## Passage shown
*** Block opens ***

Attorney General Matthew J. Platkin and the Division on Civil Rights (DCR) have announced that a complaint alleging discrimination against an employee who contracted COVID-19 has been resolved through a Consent Order and Decree with Mercer County Community College. The complaint stated that the employee was fired instead of being given an extension of medical leave or the opportunity to work remotely.

As part of the Consent Order, the College is required to rehire the complainant and provide compensation of $50,000 for lost wages, benefits, and damages related to pain and suffering. The College must also ensure that its policies align with the New Jersey Law Against Discrimination (LAD), which includes engaging in an interactive process with employees who request disability accommodations and recognizing that a leave of absence may be a reasonable accommodation. Employers and employees collaborate in this interactive process to identify appropriate accommodations that allow the employee to perform essential job functions.

In addition, the Consent Order mandates that the College pay $10,000 to DCR, train its employees on LAD compliance, and submit regular reports to DCR regarding how accommodation requests are handled.

Attorney General Platkin emphasizes that New Jersey law protects employees with serious illnesses or disabilities, allowing them to recover and heal instead of being terminated due to their inability to return to work. He asserts that disability discrimination complaints will be pursued on behalf of workers who have been treated unfairly.

*** Block closes ***

Point localization data:
*** Block opens ***

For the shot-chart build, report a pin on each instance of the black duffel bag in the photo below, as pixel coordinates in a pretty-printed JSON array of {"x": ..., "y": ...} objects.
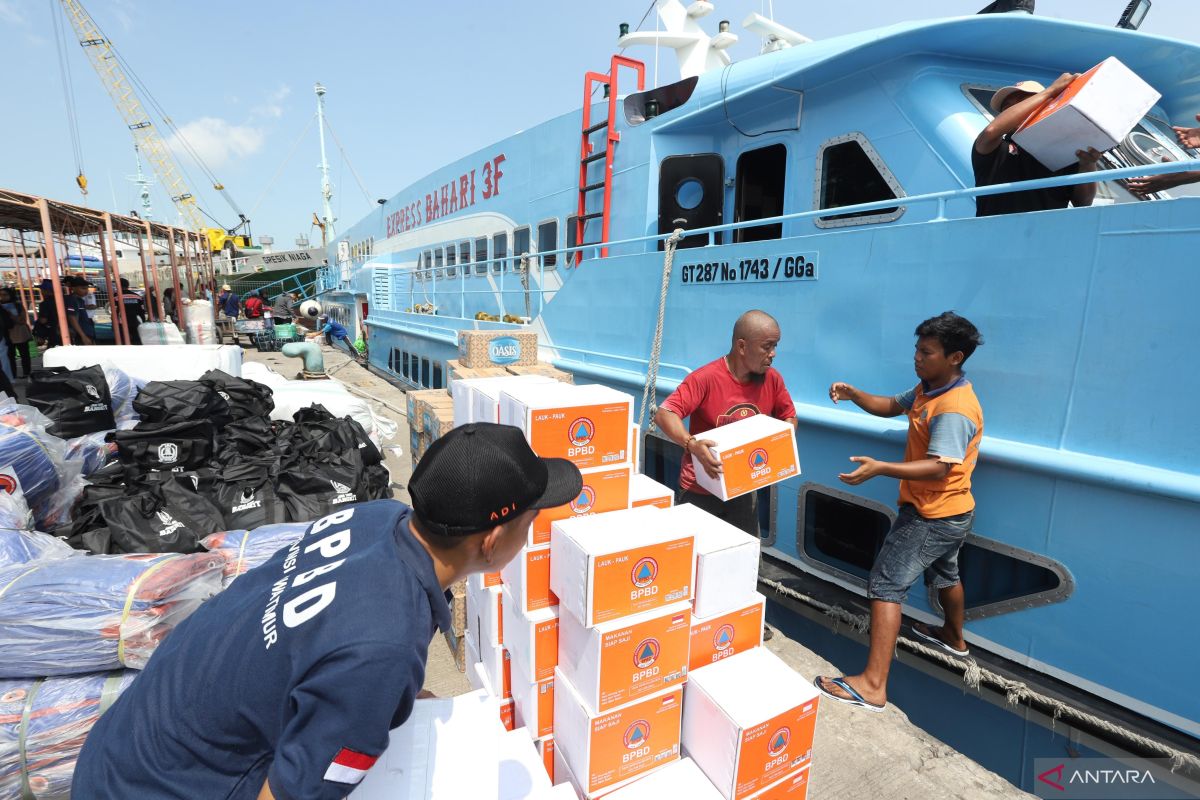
[
  {"x": 245, "y": 494},
  {"x": 246, "y": 398},
  {"x": 77, "y": 401},
  {"x": 177, "y": 401},
  {"x": 167, "y": 517},
  {"x": 166, "y": 445}
]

*** Block closes ***

## Activities
1. According to the passage on the Mercer County Community College consent order, how much must the College pay to the Division on Civil Rights?
2. Extend the passage on the Mercer County Community College consent order, starting after its last sentence.

## Answers for the exercise
1. $10,000

2.
Sundeep Iyer, Director of the Division on Civil Rights, highlights the importance of National Disability Employment Awareness Month and affirms that any employer discriminating against individuals with disabilities, including those who have contracted COVID-19, will be held accountable. The LAD provides robust protections against disability discrimination in employment, and enforcing these protections is a priority.

New Jersey’s Law Against Discrimination is known as one of the strongest anti-discrimination laws in the country. It prohibits discrimination based on disability in various areas, such as employment, housing, and public accommodations. Employers, housing providers, and places of public accommodation are prohibited from denying equal treatment to individuals with disabilities. Furthermore, employers must provide reasonable accommodations, unless it would create an undue hardship. Reasonable accommodations include job restructuring, modified work schedules, leaves of absence, job reassignment, and making facilities accessible to individuals with disabilities. The law also requires employers to engage in an interactive process to determine suitable accommodations.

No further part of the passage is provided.